→ **Problem details**:
Your answer must be the full set of records, copied exactly, with no pictures in it.

→ **The data**:
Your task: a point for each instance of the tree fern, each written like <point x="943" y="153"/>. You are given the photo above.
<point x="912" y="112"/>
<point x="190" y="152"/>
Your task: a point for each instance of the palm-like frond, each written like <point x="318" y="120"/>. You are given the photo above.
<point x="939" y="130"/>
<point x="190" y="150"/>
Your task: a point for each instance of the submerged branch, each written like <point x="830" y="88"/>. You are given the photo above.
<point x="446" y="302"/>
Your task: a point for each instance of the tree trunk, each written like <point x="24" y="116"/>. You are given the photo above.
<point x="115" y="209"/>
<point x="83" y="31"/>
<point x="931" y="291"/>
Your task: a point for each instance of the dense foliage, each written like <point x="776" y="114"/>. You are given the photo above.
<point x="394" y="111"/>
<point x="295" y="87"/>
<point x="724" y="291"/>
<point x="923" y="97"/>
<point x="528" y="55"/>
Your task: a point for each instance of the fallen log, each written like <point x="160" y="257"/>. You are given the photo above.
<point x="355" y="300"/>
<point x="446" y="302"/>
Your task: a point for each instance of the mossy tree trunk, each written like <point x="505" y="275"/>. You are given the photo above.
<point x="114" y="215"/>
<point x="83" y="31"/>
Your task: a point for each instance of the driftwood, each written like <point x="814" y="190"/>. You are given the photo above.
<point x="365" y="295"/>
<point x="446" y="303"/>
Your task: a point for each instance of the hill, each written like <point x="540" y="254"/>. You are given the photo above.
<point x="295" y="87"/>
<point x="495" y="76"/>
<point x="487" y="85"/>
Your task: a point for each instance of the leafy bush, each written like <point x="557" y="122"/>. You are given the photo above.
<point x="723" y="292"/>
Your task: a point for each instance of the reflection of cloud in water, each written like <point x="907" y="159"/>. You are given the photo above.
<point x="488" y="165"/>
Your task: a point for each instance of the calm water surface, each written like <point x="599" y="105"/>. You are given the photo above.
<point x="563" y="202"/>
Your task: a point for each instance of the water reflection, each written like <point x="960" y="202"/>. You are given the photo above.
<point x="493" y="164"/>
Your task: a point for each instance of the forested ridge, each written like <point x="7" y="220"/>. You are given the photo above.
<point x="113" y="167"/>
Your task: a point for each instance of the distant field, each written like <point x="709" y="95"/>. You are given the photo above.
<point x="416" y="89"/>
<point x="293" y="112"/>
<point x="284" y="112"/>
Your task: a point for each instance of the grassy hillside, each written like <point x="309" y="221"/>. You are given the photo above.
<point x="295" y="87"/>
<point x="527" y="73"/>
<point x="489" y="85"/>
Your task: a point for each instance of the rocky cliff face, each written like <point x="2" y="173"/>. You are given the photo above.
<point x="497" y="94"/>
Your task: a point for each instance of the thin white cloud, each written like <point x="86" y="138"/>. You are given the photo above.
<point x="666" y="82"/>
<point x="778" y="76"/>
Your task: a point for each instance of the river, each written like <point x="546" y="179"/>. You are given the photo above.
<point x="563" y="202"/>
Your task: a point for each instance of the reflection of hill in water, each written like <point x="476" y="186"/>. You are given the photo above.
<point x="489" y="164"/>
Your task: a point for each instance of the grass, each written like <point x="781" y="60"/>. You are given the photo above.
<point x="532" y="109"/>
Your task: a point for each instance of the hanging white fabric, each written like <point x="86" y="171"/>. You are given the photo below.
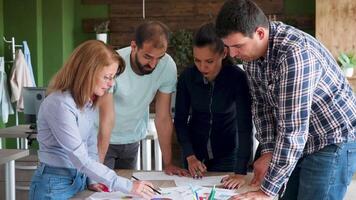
<point x="20" y="78"/>
<point x="26" y="52"/>
<point x="5" y="103"/>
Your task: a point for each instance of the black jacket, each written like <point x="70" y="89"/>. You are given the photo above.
<point x="220" y="110"/>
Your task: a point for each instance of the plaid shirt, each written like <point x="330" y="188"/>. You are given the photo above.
<point x="301" y="101"/>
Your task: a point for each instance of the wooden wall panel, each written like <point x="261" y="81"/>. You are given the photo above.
<point x="335" y="25"/>
<point x="125" y="15"/>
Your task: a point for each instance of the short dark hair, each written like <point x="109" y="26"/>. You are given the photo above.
<point x="242" y="16"/>
<point x="206" y="36"/>
<point x="154" y="31"/>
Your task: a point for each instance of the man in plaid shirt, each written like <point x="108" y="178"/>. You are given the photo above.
<point x="303" y="107"/>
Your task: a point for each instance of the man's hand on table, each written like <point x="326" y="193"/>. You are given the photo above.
<point x="256" y="195"/>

→ **Output for this exercise**:
Your task: a point for each instance of the tree fern, each written like <point x="943" y="153"/>. You are given the photo above.
<point x="912" y="112"/>
<point x="190" y="152"/>
Your task: a point for each instance of the palm-like frond, each written like <point x="318" y="120"/>. You are given the photo above.
<point x="939" y="130"/>
<point x="190" y="150"/>
Your task: a point for each instance of the submerged branch, each written like <point x="830" y="88"/>. You are given the photo above.
<point x="446" y="302"/>
Your task: a point for each instance of the tree trunk, each written like <point x="24" y="116"/>. You are given the photo above.
<point x="115" y="209"/>
<point x="83" y="31"/>
<point x="931" y="291"/>
Your task: a point for each instance of the dense foliage, each written like <point x="776" y="114"/>. You are given the photo above.
<point x="394" y="111"/>
<point x="295" y="87"/>
<point x="724" y="291"/>
<point x="923" y="97"/>
<point x="528" y="55"/>
Your task: a point for each instance of the fallen log, each written like <point x="160" y="257"/>. You are given the photo above.
<point x="355" y="300"/>
<point x="446" y="302"/>
Your task: a point for each instance of the mossy tree trunk, each written like <point x="505" y="275"/>. You are given the photo above.
<point x="114" y="215"/>
<point x="83" y="31"/>
Your task: a point for each instance of the driftwood, each written like <point x="814" y="190"/>. You are given the photo above.
<point x="365" y="295"/>
<point x="446" y="303"/>
Your task: a point for each instance of the hill, each written like <point x="540" y="254"/>. You are given the photo above.
<point x="295" y="87"/>
<point x="495" y="76"/>
<point x="487" y="85"/>
Your task: a point for each instance of the leafy bush, each written like <point x="557" y="122"/>. You are given the photo above.
<point x="723" y="292"/>
Your task: a point for each instance of the reflection of cloud in water, each written like <point x="907" y="159"/>. You are given the photo above.
<point x="488" y="165"/>
Your task: a point for each instance of the calm water surface, each written like <point x="599" y="105"/>. You are given the photo above.
<point x="563" y="202"/>
Your task: a point for each instance of the water reflection, each written like <point x="960" y="202"/>. You are given the photo above.
<point x="493" y="164"/>
Your task: a point for each instance of the forested ridge, each written like <point x="7" y="220"/>. You are given the photo above.
<point x="113" y="167"/>
Your task: a point for each instance of the distant field, each written like <point x="709" y="95"/>. You are given the photo above.
<point x="416" y="89"/>
<point x="293" y="112"/>
<point x="284" y="112"/>
Your task: a point for each instance of the grassy hillside, each written like <point x="309" y="221"/>. You are given the photo above.
<point x="295" y="87"/>
<point x="527" y="73"/>
<point x="489" y="85"/>
Your task: a point for each instance of the rocky cliff face, each written like <point x="2" y="173"/>. You are given the photo above.
<point x="497" y="94"/>
Your task: a point for each instance of the thin white cloud, each written like <point x="86" y="138"/>. You are given the photo above.
<point x="666" y="82"/>
<point x="778" y="76"/>
Your task: a point for each instance of the river, each written like <point x="546" y="179"/>. You are given the photo above.
<point x="563" y="202"/>
Your task: a point for each instance of the reflection of hill in water, each written like <point x="476" y="186"/>. You are given the photo above.
<point x="489" y="164"/>
Your task: a point for each instance of the grass, each written like <point x="781" y="60"/>. You are given the photo above.
<point x="532" y="109"/>
Your task: a point for each instance of the hanging white fabric, each written like <point x="86" y="171"/>. You are given the photo below.
<point x="20" y="78"/>
<point x="26" y="52"/>
<point x="5" y="103"/>
Your task: a point for each instance of the black jacket, each written like <point x="70" y="89"/>. You are given the photo above.
<point x="220" y="110"/>
Your task: a point for each instance of the plaid shirt, each written like <point x="330" y="188"/>. You are given the photo above.
<point x="301" y="101"/>
Your task: a point for each instance of the wooden wall panel, each written like <point x="261" y="81"/>. You are given the photo above.
<point x="335" y="25"/>
<point x="125" y="15"/>
Your task: a point for each instance of the short dark hair, each written like <point x="109" y="26"/>. You are given the photo above.
<point x="242" y="16"/>
<point x="206" y="36"/>
<point x="154" y="31"/>
Your task: a point for each instance of the man in plaid shirt, each written like <point x="108" y="178"/>. You are given the photo above.
<point x="303" y="107"/>
Your task: a point for each instance of the man's hand on table, each written like <point x="326" y="193"/>. You are given the photo above.
<point x="256" y="195"/>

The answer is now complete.